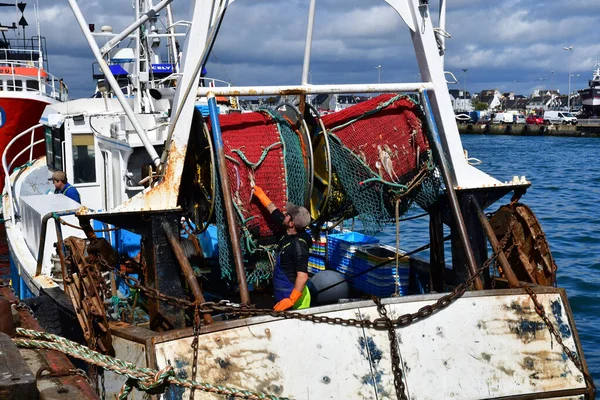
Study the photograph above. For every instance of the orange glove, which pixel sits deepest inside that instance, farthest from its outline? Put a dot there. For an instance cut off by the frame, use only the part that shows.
(289, 302)
(261, 196)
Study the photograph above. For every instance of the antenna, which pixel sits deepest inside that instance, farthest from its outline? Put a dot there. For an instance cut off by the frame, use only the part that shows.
(23, 21)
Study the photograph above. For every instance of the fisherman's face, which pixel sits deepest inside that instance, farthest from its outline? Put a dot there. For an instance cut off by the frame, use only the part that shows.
(57, 184)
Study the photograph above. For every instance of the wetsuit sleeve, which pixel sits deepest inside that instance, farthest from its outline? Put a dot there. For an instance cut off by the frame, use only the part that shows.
(301, 255)
(277, 217)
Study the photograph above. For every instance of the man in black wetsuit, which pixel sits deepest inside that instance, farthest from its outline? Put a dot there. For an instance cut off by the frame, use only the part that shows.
(291, 269)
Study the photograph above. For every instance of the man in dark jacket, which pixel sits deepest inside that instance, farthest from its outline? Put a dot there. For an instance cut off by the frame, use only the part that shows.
(61, 186)
(291, 268)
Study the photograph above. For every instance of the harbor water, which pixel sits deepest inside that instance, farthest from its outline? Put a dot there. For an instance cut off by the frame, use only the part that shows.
(564, 195)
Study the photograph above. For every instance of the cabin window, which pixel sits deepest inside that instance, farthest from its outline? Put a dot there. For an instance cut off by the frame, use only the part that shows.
(32, 85)
(84, 159)
(54, 138)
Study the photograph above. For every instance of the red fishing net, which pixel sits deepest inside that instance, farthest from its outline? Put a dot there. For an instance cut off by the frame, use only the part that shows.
(390, 141)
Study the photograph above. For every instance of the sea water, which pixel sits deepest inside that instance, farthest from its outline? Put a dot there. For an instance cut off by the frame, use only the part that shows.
(564, 195)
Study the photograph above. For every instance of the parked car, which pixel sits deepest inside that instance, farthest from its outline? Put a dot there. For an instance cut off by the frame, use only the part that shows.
(559, 117)
(503, 118)
(519, 119)
(534, 119)
(463, 118)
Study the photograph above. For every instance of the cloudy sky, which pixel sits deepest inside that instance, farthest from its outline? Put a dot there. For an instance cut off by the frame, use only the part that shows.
(509, 45)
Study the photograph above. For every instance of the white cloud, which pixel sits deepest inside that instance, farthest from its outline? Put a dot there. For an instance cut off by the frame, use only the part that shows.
(262, 42)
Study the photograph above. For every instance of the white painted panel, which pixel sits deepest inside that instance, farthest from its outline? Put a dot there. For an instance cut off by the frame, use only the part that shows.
(285, 358)
(479, 347)
(484, 347)
(132, 352)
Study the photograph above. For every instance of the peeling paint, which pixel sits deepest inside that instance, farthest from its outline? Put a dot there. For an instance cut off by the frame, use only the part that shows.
(527, 329)
(564, 329)
(223, 363)
(439, 331)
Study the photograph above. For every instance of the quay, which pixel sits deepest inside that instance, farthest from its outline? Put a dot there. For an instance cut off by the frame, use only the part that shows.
(579, 130)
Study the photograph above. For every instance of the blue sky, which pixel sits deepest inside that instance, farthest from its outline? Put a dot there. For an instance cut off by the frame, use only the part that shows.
(509, 45)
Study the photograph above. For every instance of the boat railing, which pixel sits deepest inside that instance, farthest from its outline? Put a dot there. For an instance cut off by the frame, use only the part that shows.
(28, 71)
(7, 166)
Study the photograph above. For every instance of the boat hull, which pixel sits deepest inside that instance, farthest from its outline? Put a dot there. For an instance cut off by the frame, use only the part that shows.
(590, 100)
(487, 344)
(17, 114)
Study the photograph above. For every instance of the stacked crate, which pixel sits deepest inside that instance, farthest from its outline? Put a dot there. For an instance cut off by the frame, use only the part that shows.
(352, 253)
(316, 260)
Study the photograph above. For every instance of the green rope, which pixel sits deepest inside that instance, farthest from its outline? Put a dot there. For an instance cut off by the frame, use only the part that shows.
(145, 379)
(379, 107)
(27, 164)
(260, 160)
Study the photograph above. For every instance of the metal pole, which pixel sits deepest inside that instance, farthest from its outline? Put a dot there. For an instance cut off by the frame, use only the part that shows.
(113, 83)
(442, 19)
(227, 201)
(570, 50)
(314, 89)
(465, 90)
(308, 43)
(307, 47)
(172, 41)
(452, 198)
(186, 267)
(142, 20)
(489, 232)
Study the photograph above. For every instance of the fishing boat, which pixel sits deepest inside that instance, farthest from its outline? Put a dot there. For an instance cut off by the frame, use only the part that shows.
(167, 264)
(590, 97)
(26, 86)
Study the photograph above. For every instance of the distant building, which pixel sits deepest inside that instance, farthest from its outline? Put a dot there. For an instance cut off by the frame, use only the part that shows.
(336, 102)
(461, 100)
(515, 102)
(492, 98)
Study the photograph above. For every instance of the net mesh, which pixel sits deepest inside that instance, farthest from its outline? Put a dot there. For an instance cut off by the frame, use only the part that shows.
(260, 148)
(380, 155)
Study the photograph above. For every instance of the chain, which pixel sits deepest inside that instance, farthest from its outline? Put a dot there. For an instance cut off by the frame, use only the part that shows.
(395, 354)
(197, 325)
(384, 322)
(152, 293)
(539, 308)
(146, 379)
(102, 386)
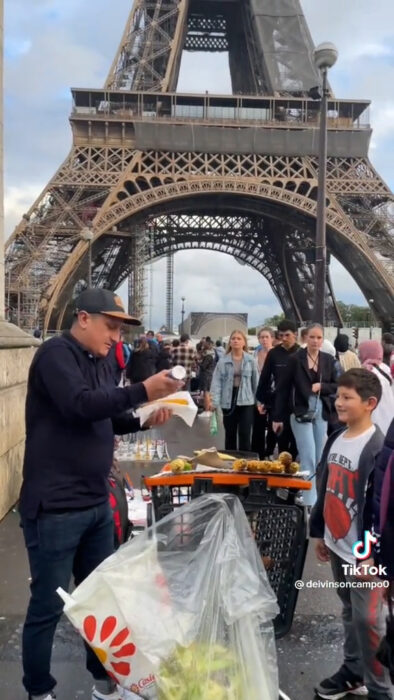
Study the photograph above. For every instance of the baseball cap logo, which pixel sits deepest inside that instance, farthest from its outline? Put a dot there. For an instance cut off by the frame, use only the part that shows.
(118, 302)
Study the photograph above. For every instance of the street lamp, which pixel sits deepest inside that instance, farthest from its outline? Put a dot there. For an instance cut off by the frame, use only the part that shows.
(325, 56)
(183, 314)
(87, 235)
(370, 317)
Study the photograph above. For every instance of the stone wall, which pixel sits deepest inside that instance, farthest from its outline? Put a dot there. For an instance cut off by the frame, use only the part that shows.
(16, 353)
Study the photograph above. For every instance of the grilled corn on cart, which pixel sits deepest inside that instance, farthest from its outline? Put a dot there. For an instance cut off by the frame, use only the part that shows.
(278, 522)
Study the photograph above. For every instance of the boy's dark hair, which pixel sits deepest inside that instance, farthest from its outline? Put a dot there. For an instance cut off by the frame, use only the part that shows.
(287, 325)
(363, 381)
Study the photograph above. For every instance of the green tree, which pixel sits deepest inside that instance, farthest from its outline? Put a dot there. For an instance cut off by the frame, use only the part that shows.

- - - - -

Give again only the lines starting at the one that contains "Study the photograph above. For every instance of the stone" and running to the end of the data.

Study the photograph above. For every instance of the stone wall, which pixel sits deepest inside that instance, farthest from its outline? Put a dot there. For an instance cut off by the frame, use only the part that shows.
(16, 353)
Study the photograph above. For every instance of the grilled corn on cart, which pixel sits deepest inside that instance, farthest from its outline? Put a dot there. For an instance cut off by the frame, use only the part that shows.
(278, 522)
Study the photograph above. For every instance of the boy's dark hair, which pixel sits deepest inside that instance, farthest from its outline? Put a dot there. For an instance cut off by the frame, use only the part that shows.
(287, 325)
(363, 381)
Study the photograph above. For every instance of the green tree, which pixel sits deepest inside that instance, farthest from its outline? Put a dot there. For an instance cut off by the frame, use only the part that shows.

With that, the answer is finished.